Turn the items below into a JSON list of strings, one string per line, starting at the line that contains "Expected: one point per instance of the mud" and running through the last line of the items. Leave out any blank lines.

Records to process:
* START *
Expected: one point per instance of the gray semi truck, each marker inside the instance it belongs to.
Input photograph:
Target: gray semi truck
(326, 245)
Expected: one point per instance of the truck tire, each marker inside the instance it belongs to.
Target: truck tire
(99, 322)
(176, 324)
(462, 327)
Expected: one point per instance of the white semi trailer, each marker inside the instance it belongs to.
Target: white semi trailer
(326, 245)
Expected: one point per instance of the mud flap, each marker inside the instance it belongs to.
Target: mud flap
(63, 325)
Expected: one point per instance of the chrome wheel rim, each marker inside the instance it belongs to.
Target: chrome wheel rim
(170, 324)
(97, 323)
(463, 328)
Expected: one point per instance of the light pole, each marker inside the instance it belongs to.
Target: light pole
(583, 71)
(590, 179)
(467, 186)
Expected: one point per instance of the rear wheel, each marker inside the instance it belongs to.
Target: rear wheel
* END *
Full answer:
[
  "Expected: one point per instance of the mud flap, each marker inside the instance it belongs to.",
  "Target: mud flap",
  "(63, 325)",
  "Expected: one point per instance of the chrome wheel rim, each marker inside the instance it belongs to.",
  "Target: chrome wheel rim",
  "(170, 324)",
  "(97, 323)",
  "(463, 328)",
  "Expected: one point per instance of the light pole, each marker inside the instance it belongs to.",
  "Target: light pole",
  "(583, 71)",
  "(590, 179)",
  "(467, 186)",
  "Expected: one point per instance of the rear wheel, each marker inside the instance it belongs to.",
  "Target: rear wheel"
]